DATA FOR REVIEW.
= = = = =
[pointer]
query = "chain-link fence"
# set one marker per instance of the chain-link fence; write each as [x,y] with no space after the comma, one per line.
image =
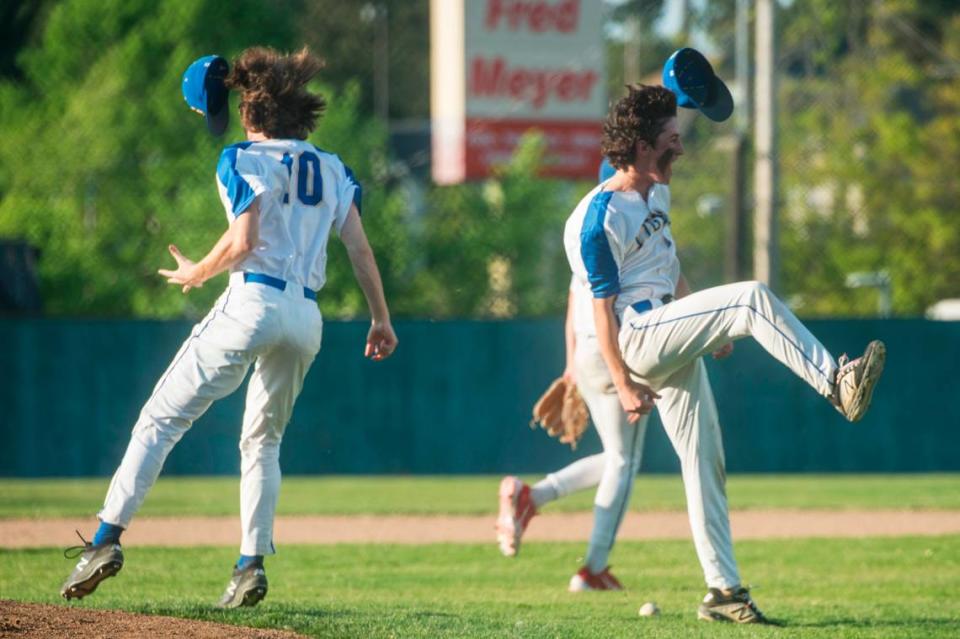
[103,166]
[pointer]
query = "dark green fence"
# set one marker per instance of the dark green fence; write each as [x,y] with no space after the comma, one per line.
[456,398]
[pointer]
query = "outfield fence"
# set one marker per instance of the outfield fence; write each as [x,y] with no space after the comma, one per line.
[456,398]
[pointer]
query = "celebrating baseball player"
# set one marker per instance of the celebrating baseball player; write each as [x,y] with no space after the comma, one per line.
[612,473]
[652,332]
[282,197]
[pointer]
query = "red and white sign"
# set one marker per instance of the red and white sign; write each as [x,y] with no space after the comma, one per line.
[500,68]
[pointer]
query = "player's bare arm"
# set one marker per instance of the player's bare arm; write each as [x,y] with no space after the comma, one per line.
= = = = =
WHAT NEEDS TO BE DONE.
Give only a number, the count of lines above that include the string "query".

TASK OUTPUT.
6